(Problem)
Each line of the material below should be reproduced exactly.

(The records)
==*==

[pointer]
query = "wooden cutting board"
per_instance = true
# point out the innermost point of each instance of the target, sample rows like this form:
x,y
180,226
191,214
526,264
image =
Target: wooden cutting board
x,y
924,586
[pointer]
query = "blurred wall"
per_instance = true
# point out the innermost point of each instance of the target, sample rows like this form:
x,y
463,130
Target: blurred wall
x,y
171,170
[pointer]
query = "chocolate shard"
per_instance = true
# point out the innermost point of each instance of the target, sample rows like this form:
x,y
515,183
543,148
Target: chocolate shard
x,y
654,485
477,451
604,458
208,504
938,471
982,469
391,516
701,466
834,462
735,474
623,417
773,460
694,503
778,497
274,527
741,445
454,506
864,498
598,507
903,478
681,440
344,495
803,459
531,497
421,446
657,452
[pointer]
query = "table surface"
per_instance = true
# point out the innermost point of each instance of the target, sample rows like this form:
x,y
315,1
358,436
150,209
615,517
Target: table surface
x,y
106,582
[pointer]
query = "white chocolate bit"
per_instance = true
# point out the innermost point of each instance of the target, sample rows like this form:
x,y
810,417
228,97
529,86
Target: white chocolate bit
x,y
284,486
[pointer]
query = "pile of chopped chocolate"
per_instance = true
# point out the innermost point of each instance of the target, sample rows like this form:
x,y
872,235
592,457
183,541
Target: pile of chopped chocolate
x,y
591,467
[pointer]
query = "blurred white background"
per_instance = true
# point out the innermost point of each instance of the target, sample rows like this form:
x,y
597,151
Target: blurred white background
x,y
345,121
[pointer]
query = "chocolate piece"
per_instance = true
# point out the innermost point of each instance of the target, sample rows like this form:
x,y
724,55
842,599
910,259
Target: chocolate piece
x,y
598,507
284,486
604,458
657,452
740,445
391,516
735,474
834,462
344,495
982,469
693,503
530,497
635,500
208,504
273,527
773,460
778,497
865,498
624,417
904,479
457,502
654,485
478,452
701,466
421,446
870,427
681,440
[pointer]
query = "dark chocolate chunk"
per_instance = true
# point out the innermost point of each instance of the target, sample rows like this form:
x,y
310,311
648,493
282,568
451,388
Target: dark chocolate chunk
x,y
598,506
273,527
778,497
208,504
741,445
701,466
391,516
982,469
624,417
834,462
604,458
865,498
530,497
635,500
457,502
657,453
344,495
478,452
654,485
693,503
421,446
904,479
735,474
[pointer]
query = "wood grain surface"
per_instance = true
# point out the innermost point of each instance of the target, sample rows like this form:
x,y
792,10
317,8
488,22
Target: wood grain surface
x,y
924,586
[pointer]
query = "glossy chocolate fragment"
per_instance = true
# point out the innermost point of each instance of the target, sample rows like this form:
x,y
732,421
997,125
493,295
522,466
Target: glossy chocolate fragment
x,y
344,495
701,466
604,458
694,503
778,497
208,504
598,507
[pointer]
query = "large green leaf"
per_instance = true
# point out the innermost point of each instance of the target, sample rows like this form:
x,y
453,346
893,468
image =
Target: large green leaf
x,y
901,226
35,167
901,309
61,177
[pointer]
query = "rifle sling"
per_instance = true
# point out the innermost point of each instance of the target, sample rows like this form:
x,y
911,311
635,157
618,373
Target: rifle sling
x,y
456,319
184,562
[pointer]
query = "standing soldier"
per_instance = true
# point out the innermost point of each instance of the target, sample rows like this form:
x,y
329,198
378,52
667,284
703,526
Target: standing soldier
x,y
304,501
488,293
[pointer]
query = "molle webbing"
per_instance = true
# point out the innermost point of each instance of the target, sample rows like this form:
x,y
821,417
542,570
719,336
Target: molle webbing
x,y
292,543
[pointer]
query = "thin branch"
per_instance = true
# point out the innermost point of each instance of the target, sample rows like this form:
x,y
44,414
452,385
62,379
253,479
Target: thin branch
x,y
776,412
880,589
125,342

==*==

(The solution)
[pointer]
query = "wooden cutting board"
per_instance = true
# point out the innermost point of each instance of the target, sample rows like this form:
x,y
180,226
191,214
526,264
image =
Target: wooden cutting board
x,y
924,586
[pointer]
query = "blurred wall"
per_instance = true
# point out the innermost point of each instance of the target, sample rows like this form:
x,y
463,130
Target: blurred wall
x,y
171,170
[pointer]
query = "chocolate shard"
per_instance = true
# point out the innermost point of each instance of the target, sample rows like this form:
x,y
515,183
543,148
Target: chocolate shard
x,y
654,485
477,451
604,458
208,504
938,471
982,469
391,516
701,466
834,462
735,474
623,417
773,460
694,503
778,497
274,527
741,445
454,506
864,498
598,507
903,478
681,440
344,495
803,459
531,497
421,446
657,452
[pointer]
query = "table surface"
per_instance = true
# point out the innermost point of each instance of the target, sample rows like this form:
x,y
315,1
358,436
150,209
615,517
Target: table surface
x,y
106,582
[pointer]
query = "white chocolate bit"
per_instance = true
# point out the innermost point of each instance of the target, sample rows like this form:
x,y
810,417
228,97
529,86
Target: white chocolate bit
x,y
284,486
[pointer]
query = "pile of chopped chocolate"
per_instance = true
# point out the innermost point of each instance of the target, sample rows like this form:
x,y
872,235
592,457
183,541
Target: pile of chopped chocolate
x,y
591,467
[pointer]
query = "blurred white background"
per_instance = true
# point out the innermost point of each instance of the target, sample rows like this form:
x,y
597,151
Target: blurred white background
x,y
345,121
[pointer]
query = "chocolate piece"
per_instance = true
# point out the innermost point of each instance of the target, sample rows like this form:
x,y
724,55
842,599
910,259
Target: chocolate piece
x,y
598,507
284,486
604,458
657,452
740,445
391,516
735,474
834,462
344,495
982,469
693,503
530,497
635,500
208,504
273,527
773,460
778,497
865,498
624,417
904,479
457,502
654,485
478,452
701,466
421,446
870,427
681,440
[pointer]
query = "dark chocolate chunk"
per_instance = true
# point out the innermost point of each instance of the target, sample rows like this form:
x,y
310,311
648,493
282,568
451,388
Target: dark chocolate chunk
x,y
598,506
273,527
778,497
208,504
741,445
701,466
391,516
982,469
624,417
834,462
604,458
865,498
530,497
635,500
457,502
657,453
344,495
478,452
654,485
693,503
421,446
904,479
735,474
[pointer]
query = "wood grain surface"
per_instance = true
# point out the innermost point of each instance of the target, sample rows like this form:
x,y
792,10
317,8
488,22
Target: wood grain surface
x,y
924,586
[pointer]
query = "glossy chocolate fragment"
per_instance = true
# point out the innermost point of each instance of the target, sample rows like this form:
x,y
732,421
997,125
493,295
522,466
Target: glossy chocolate fragment
x,y
344,495
701,466
604,458
694,503
778,497
208,504
598,507
[pointer]
query = "large green leaf"
per_instance = true
# point out the innermost point of each instance of the target, sample rows like this form:
x,y
453,346
893,468
image =
Target: large green leaf
x,y
901,226
35,167
901,309
61,177
[pointer]
query = "rifle sling"
per_instance = true
# point out the innermost point of each instance of the target, sample rows like this form:
x,y
911,311
635,157
618,373
Target: rifle sling
x,y
456,319
184,562
[pointer]
query = "standing soldier"
per_instance = true
# point out the innermost point of each instance of the target, sample rows like this form:
x,y
329,198
378,52
667,284
703,526
Target: standing soldier
x,y
304,501
488,293
[pointer]
query = "molle webbing"
per_instance = true
# point out the innermost point of each instance of the target, sample rows like this form:
x,y
821,417
542,570
719,336
Target: molle webbing
x,y
292,543
[pointer]
query = "thin branch"
per_instance = true
# point out the innermost point of each instance of the target, sample rows like this form:
x,y
44,414
452,385
62,379
253,479
Target: thin branch
x,y
776,412
880,589
125,342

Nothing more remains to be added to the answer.